PwC: il mercato italiano degli NPE sui minimi dal 2008, serve alleanza Governo-banche per ripresa
Il mercato italiano dei Non Performing Exposures (NPE) è ai minimi dal 2008 e le banche italiane sono pronte ad affrontare le nuove sfide della gestione dei crediti deteriorati. Questo è ciò che emerge dal report “Transformation at Work” condotto da PwC e secondo cui sarebbe necessaria un’alleanza tra Governo, banche, investitori e stakeholder locali per sostenere la ripresa dell’economia reale.
Secondo Pier Paolo Masenza, financial services leader di PwC Italia, “Rispetto all’ultima crisi finanziaria e del debito sovrano, il sistema è in una situazione maggiormente avvantaggiata per affrontare la situazione: la crescita di operatori specializzati nella gestione dei crediti deteriorati, il focus degli investitori sul mercato italiano, la «capacity» e le competenze formatesi nel corso degli ultimi anni costituiscono un importante «asset» che deve essere valorizzato per supportare il tessuto economico”. PwC sottolinea che “gli attori del settore avranno una doppia sfida: innanzitutto, dovranno porre grande attenzione alla gestione rapida e proattiva dello “scaduto” e ancor prima dei crediti “high-risk” e Stage 2, ma al tempo stesso dovranno spostare sempre più la loro focalizzazione su una gestione “industriale” dei crediti deteriorati piuttosto che su una pura liquidazione delle posizioni, anche collaborando in maniera sempre più proficua con il mondo del real estate.”

# COSA FARE
Come si intitola il report di PwC citato nell'articolo sul mercato italiano degli NPE? I dati qui sotto sono materiale a sé, separato dall'articolo.

Dati estratti
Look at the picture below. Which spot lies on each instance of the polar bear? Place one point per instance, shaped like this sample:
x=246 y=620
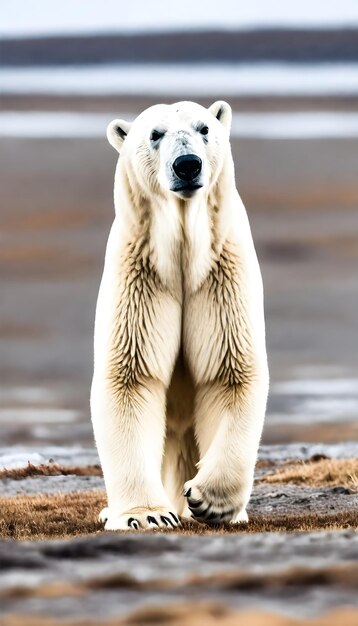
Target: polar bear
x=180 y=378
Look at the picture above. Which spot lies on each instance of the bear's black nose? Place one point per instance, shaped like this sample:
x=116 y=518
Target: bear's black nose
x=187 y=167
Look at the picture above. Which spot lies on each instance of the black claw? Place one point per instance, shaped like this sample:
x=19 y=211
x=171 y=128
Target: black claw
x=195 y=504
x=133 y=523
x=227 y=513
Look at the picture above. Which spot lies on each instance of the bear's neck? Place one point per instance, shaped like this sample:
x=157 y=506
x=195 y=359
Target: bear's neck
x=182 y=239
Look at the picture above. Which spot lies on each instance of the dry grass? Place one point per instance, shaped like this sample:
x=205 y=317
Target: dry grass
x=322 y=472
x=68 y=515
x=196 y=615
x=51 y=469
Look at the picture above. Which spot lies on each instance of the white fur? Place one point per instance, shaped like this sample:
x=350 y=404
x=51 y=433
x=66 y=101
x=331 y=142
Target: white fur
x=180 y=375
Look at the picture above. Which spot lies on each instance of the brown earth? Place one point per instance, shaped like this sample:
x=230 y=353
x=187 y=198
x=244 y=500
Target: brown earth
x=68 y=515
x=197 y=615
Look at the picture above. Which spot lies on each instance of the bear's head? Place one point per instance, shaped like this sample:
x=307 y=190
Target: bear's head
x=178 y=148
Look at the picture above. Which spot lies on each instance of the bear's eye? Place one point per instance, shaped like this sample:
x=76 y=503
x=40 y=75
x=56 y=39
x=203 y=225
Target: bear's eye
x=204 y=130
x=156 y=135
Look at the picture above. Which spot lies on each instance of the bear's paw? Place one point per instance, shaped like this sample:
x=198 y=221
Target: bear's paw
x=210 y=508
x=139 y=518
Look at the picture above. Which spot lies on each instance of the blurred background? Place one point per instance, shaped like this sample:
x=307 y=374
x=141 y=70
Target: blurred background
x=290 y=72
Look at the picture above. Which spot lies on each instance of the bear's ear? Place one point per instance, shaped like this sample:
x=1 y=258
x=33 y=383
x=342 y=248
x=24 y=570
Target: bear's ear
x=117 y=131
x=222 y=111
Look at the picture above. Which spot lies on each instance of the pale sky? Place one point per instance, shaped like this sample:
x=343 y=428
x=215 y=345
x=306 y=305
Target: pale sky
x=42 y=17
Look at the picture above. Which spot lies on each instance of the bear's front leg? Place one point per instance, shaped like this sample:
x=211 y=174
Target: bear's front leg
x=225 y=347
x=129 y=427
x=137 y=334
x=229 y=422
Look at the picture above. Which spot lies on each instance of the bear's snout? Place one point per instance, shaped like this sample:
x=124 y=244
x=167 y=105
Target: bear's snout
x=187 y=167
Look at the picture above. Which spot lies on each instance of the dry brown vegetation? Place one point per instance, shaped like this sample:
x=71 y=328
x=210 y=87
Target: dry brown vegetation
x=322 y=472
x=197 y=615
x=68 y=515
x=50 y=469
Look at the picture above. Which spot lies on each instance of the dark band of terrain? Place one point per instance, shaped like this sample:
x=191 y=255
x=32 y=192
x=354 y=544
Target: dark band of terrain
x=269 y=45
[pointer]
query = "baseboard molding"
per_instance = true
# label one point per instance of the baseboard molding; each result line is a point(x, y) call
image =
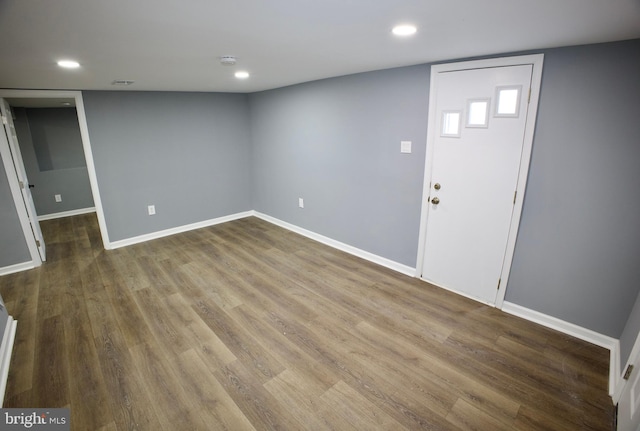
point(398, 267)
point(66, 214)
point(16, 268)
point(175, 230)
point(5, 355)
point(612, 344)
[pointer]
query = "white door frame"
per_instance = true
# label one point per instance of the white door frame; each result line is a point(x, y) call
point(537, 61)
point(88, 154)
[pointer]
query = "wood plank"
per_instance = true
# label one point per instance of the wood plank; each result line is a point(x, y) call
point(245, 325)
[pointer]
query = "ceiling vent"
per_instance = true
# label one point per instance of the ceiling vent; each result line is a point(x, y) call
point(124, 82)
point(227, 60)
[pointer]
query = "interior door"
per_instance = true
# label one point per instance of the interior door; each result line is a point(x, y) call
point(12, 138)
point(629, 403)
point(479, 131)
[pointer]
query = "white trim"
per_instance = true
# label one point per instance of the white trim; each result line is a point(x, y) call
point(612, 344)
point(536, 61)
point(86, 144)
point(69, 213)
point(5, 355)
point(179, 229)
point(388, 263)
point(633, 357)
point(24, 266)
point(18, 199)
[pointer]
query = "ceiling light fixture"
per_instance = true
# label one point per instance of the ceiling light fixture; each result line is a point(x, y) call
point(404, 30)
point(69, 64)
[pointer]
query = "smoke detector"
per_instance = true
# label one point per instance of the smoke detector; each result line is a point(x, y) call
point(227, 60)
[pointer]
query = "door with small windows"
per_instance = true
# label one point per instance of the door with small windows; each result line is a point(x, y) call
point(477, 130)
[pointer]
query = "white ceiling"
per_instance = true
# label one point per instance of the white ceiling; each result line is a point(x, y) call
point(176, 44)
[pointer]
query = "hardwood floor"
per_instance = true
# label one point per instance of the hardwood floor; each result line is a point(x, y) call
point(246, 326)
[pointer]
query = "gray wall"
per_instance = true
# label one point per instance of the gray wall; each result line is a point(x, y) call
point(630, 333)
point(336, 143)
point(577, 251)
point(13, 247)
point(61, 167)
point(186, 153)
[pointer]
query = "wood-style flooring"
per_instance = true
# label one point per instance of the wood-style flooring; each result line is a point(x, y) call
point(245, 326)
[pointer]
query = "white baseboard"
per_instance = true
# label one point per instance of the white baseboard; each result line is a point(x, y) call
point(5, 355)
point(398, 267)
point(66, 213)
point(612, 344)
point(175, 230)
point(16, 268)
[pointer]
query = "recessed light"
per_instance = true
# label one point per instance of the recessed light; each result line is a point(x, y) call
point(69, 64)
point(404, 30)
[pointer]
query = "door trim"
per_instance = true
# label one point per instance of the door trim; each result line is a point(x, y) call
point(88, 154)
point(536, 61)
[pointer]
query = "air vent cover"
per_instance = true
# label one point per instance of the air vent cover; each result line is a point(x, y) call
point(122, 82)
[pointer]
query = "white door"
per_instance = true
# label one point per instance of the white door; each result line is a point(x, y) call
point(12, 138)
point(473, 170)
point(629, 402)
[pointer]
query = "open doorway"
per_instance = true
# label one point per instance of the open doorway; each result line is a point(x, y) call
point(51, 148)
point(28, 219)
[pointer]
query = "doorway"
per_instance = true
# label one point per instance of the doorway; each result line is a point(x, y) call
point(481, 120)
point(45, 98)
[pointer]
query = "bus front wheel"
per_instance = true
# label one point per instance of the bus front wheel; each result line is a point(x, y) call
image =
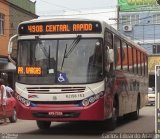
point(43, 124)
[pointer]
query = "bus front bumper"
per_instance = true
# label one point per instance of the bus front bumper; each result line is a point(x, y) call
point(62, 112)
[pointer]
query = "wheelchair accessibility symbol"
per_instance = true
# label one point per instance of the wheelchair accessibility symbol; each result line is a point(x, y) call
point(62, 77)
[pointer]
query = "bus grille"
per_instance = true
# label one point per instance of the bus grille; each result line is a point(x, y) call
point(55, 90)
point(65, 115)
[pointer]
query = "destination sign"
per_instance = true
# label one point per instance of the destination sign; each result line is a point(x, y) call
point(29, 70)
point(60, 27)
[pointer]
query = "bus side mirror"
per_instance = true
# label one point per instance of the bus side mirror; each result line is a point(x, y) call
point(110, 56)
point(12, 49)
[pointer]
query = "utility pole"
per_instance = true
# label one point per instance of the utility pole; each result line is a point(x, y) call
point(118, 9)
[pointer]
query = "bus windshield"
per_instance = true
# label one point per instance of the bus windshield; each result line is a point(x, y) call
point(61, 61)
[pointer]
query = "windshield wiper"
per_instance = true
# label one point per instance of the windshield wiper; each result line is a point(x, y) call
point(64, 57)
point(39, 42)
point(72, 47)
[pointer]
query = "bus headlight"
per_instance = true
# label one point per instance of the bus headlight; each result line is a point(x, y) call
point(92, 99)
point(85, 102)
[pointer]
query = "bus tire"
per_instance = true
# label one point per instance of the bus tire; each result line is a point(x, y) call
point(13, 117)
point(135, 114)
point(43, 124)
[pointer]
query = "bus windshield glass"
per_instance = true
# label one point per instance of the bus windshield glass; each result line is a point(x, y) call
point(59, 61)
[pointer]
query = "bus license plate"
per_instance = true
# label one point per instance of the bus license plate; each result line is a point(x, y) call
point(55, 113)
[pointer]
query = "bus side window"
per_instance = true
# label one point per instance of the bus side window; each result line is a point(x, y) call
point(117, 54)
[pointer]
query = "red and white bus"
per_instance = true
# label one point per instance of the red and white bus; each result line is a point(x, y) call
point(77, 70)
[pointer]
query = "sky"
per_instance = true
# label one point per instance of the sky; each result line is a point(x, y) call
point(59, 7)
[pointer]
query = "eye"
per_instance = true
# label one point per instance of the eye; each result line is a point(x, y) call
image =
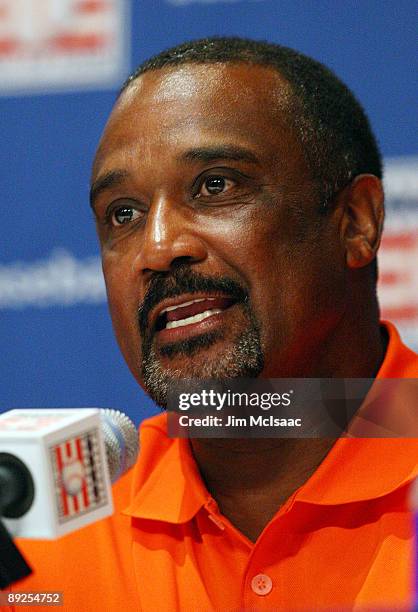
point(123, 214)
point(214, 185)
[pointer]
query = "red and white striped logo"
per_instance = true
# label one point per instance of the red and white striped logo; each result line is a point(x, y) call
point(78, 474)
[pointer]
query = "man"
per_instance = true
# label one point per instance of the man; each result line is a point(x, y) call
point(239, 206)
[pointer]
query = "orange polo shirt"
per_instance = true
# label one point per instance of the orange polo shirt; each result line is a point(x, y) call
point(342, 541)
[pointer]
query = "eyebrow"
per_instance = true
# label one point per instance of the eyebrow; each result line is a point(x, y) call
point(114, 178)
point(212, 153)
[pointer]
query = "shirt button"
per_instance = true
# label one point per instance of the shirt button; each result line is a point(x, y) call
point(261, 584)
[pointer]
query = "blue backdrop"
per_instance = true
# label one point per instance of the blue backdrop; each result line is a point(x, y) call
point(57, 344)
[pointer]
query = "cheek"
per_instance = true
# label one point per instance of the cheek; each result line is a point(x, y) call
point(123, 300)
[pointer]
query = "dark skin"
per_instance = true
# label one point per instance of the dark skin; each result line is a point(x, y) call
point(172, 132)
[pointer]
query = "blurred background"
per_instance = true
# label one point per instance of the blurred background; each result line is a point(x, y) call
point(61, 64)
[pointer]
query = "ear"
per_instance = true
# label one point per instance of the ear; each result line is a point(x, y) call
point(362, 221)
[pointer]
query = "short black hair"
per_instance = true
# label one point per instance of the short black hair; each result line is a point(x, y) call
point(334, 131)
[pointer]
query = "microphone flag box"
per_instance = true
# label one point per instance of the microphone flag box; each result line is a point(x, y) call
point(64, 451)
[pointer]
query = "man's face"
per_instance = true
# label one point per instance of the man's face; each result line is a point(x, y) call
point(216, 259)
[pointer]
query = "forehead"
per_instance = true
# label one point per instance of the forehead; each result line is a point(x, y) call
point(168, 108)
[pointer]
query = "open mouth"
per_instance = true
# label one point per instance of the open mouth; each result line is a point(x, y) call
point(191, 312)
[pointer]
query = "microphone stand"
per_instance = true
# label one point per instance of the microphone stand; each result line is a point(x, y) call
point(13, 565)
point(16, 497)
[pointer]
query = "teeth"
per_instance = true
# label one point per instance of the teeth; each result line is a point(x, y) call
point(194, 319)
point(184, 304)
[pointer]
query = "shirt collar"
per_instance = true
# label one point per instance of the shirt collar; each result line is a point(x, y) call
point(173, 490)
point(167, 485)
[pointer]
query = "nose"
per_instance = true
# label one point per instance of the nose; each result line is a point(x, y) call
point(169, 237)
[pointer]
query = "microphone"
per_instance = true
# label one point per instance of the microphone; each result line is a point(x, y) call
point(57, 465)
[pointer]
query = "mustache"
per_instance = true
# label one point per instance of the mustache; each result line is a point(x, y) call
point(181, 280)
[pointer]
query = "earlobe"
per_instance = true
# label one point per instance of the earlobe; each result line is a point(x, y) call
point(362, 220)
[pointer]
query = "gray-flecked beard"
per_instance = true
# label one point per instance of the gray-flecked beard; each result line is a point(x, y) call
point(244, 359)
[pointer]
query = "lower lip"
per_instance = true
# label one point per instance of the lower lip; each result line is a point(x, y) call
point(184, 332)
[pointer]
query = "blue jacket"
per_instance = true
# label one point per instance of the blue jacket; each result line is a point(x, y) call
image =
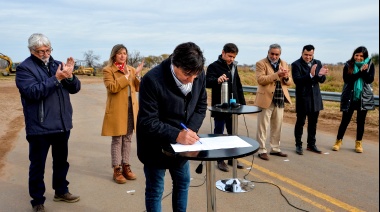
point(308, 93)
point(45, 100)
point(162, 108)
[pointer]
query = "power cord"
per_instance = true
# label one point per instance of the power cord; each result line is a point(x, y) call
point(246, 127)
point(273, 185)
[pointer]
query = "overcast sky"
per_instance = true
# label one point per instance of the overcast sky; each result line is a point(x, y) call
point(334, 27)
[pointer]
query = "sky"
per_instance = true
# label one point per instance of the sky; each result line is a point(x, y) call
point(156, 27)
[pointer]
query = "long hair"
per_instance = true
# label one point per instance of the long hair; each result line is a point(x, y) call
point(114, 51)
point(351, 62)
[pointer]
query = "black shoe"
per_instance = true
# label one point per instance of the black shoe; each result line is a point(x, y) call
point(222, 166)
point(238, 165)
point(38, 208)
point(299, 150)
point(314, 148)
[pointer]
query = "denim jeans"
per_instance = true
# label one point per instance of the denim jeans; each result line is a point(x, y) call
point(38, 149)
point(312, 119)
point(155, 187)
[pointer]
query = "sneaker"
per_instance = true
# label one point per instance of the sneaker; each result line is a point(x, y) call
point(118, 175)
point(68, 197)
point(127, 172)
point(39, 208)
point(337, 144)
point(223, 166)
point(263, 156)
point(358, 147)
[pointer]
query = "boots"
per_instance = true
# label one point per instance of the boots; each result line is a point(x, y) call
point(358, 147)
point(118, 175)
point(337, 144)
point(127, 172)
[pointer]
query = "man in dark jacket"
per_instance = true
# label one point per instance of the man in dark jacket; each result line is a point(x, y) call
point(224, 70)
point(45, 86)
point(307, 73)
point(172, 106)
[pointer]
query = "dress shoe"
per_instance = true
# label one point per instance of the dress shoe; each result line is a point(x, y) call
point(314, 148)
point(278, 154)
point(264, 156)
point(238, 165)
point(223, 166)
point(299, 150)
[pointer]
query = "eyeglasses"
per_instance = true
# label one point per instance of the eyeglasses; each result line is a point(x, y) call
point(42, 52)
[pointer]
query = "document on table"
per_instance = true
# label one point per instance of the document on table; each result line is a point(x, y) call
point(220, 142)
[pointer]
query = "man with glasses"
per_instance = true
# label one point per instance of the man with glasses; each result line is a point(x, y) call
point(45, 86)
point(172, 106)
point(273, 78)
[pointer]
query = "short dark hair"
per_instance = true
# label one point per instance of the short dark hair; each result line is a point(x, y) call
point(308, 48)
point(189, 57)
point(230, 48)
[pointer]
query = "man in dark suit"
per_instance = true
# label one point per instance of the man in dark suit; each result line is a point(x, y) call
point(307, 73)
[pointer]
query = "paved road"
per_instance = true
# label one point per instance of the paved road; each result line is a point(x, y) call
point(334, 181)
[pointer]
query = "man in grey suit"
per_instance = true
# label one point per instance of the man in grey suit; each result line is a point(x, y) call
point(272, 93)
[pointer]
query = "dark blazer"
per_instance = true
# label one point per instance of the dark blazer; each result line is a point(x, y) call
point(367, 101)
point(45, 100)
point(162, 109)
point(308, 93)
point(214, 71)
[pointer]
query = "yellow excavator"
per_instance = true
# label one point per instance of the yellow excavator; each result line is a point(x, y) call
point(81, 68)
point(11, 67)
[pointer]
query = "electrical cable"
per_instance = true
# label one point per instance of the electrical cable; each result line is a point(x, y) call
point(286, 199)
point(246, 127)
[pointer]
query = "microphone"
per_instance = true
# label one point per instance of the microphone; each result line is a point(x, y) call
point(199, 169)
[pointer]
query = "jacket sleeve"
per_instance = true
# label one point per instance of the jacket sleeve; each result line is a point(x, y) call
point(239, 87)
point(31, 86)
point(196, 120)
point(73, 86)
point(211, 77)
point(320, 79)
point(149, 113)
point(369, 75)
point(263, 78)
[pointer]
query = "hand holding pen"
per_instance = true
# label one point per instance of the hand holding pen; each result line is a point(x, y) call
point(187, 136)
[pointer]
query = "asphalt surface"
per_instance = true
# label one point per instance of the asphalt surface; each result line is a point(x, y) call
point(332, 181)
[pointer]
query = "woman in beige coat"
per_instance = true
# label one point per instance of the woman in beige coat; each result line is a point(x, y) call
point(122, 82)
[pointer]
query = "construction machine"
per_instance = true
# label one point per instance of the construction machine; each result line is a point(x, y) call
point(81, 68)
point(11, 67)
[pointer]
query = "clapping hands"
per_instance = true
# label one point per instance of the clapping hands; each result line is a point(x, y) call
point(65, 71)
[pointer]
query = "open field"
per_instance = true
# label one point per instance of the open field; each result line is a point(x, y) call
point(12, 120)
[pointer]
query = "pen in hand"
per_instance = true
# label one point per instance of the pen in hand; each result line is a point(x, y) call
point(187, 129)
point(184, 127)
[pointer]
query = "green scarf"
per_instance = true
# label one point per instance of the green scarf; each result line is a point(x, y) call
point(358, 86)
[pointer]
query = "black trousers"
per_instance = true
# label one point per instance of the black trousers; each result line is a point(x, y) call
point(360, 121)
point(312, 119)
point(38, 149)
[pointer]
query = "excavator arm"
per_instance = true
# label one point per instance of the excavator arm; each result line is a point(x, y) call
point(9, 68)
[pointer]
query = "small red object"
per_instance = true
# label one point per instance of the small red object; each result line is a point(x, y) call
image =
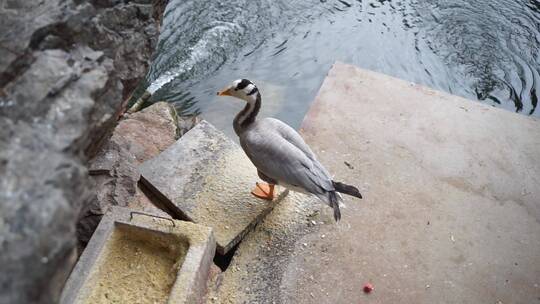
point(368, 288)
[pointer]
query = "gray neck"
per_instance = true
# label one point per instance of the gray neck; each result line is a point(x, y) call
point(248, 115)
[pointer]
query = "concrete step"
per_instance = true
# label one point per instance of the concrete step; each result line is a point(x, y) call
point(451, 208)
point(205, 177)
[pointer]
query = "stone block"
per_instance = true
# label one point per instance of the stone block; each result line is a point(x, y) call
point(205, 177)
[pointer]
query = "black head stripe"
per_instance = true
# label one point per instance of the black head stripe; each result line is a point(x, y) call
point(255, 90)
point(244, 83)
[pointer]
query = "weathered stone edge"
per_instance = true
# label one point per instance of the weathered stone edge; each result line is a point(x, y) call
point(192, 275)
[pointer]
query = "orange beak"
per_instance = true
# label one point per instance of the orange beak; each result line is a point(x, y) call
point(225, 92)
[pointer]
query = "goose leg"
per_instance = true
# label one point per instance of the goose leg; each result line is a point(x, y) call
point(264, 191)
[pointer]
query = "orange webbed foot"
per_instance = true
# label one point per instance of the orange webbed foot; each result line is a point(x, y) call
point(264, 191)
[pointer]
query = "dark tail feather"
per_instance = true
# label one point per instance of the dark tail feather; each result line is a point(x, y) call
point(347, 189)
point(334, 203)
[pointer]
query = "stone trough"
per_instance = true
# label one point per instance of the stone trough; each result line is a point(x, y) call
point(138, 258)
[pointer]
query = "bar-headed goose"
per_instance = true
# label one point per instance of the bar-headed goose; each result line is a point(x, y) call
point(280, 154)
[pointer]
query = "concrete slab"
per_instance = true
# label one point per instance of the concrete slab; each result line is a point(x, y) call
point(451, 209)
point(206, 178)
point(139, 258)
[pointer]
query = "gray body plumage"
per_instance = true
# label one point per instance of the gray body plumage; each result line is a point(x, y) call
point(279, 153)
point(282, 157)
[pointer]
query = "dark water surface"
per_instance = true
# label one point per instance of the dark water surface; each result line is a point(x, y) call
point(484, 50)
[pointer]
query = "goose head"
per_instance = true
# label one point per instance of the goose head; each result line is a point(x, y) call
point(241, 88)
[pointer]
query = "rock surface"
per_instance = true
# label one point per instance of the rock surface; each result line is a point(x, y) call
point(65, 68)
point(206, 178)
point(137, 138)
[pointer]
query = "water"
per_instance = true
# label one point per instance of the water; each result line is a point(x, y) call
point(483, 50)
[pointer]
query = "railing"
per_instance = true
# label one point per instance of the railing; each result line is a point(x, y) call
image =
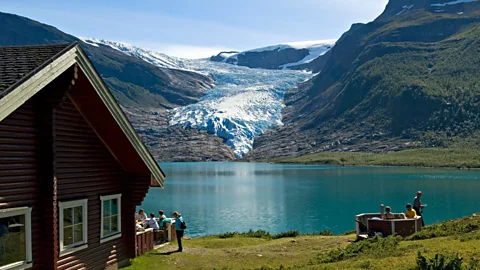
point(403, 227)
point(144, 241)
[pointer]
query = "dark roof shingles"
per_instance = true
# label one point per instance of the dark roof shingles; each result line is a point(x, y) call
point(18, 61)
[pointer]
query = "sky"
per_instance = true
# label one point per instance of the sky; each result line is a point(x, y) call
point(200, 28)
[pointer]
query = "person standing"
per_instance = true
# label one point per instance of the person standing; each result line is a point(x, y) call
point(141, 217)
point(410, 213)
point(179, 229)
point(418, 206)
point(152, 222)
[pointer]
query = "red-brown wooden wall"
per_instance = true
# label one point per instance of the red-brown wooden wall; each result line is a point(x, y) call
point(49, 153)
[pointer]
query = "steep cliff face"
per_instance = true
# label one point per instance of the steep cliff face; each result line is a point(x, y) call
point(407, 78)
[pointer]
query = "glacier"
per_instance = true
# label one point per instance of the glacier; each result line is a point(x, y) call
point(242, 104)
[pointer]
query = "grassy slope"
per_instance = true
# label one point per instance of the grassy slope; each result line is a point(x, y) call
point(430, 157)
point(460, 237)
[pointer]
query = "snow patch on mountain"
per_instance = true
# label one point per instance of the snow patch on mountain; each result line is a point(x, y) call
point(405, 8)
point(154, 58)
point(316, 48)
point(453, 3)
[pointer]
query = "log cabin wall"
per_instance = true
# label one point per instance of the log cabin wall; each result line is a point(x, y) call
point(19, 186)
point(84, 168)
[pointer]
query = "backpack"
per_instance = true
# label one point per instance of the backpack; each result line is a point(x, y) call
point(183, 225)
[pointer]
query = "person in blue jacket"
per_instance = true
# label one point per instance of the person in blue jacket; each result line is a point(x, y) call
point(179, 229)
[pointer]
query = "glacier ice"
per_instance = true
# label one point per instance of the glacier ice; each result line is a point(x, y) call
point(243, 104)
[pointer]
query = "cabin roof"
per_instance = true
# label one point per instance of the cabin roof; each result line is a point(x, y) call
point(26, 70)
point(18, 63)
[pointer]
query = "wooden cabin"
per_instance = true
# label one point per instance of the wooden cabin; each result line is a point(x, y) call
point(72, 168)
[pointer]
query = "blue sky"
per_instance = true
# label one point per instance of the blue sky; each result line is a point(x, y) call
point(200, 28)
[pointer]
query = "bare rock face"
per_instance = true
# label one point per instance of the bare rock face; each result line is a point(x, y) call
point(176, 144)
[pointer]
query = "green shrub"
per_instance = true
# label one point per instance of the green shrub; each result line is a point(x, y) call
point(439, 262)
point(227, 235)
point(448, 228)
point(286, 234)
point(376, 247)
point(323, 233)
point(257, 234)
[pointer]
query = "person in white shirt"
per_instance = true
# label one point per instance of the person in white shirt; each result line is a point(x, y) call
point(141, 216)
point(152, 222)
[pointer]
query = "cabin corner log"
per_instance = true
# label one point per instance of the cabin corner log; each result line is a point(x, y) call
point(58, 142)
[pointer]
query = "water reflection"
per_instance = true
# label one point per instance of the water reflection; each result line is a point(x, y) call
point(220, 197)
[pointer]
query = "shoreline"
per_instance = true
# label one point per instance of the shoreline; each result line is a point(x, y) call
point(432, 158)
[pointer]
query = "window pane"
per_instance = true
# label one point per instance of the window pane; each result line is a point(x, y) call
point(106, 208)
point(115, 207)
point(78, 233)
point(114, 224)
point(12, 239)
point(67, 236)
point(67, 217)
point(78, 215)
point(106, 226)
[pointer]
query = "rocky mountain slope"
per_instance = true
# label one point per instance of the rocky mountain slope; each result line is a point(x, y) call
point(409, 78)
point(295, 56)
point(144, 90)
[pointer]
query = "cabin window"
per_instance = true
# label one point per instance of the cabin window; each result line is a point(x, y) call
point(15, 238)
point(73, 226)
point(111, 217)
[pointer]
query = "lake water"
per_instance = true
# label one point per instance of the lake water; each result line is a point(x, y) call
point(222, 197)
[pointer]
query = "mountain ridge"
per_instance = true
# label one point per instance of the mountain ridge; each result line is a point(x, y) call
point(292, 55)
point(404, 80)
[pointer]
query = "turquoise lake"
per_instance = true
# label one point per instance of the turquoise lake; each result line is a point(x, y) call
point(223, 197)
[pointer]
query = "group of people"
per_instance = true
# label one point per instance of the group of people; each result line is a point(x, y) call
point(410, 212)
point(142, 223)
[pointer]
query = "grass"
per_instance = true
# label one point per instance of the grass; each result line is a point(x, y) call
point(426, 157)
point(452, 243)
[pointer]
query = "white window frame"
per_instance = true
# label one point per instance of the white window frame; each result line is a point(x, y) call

# RISPOSTA
“Transformation at Work”